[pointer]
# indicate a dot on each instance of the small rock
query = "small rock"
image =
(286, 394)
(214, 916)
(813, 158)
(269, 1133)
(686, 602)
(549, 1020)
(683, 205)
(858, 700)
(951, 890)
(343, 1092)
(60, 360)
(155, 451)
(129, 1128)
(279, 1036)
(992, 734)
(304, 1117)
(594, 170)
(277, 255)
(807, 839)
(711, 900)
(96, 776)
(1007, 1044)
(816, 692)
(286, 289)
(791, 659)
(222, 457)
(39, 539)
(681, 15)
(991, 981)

━━━━

Please rename "small rock" to "pebble" throughout the items above and give them again with everything else left as it is.

[pointer]
# indicate a dot on each instance of the pebble
query = "pebble"
image =
(286, 394)
(214, 916)
(813, 158)
(269, 1133)
(686, 602)
(549, 1020)
(683, 205)
(858, 700)
(951, 890)
(343, 1092)
(60, 360)
(155, 451)
(129, 1128)
(279, 1036)
(992, 734)
(304, 1117)
(594, 170)
(277, 255)
(807, 839)
(711, 900)
(96, 776)
(1007, 1044)
(816, 692)
(286, 289)
(791, 659)
(222, 457)
(39, 539)
(681, 15)
(991, 981)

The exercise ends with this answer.